WHAT IS EXPECTED >> Restate the listing exactly.

DATA FOR PROCESSING >>
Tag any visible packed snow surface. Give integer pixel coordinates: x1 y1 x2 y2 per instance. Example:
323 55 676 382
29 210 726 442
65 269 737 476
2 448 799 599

TASK ANSWER >>
Tag any visible packed snow surface. Give integer pixel coordinates: x1 y1 x2 y2 per instance. Example:
323 55 676 382
29 210 726 442
65 269 737 476
2 448 799 599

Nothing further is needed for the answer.